HOW TO COMPLETE THIS TASK — Exactly those lines that run from the one containing "<point>740,16</point>" through the last line of the entries below should be printed, and no others.

── MATERIAL FOR THIS EXERCISE ──

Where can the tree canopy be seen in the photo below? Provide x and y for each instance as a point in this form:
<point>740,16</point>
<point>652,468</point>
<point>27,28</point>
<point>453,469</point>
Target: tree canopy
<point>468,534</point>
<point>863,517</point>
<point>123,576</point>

───

RESPONSE BELOW —
<point>740,16</point>
<point>652,468</point>
<point>27,28</point>
<point>453,469</point>
Target: tree canopy
<point>468,534</point>
<point>863,517</point>
<point>123,576</point>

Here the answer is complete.